== WHAT THE EXERCISE ASKS ==
Rewrite the material below, substituting "manager" for every occurrence of "supervisor" and leaving all other text unchanged.

Excerpts of labeled region data
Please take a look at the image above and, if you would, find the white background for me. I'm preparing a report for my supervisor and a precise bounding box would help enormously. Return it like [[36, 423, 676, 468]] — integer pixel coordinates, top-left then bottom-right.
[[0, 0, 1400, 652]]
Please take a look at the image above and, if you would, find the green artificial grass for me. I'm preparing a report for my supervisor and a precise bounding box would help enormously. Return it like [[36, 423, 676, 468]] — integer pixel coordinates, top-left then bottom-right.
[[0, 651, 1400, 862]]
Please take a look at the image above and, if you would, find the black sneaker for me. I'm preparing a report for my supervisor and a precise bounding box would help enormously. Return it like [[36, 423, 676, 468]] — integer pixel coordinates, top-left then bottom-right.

== ANSWER TO THE PROBLEM ==
Please take a look at the image above and, if you would, find the white background for me. I'm preparing a report for my manager and a precise bounding box would help enormously. Return it like [[36, 423, 676, 468]] — integer pixel coordinates, top-left then bottom-right.
[[0, 0, 1400, 652]]
Please take a look at the image above and, if you would, find the green artificial grass for me. I'm preparing a report for my manager and a precise bounding box would help enormously. Return it like [[36, 423, 676, 468]] — integer pixel coordinates, top-left then bottom-right.
[[0, 651, 1400, 862]]
Please take a look at the image above and, if you would, find the black sneaker for me. I'm preparing a report for my manager and a precise bounding box would help enormously. Return it like [[36, 423, 676, 468]] — integer pixel coordinates, top-left then bottom-right.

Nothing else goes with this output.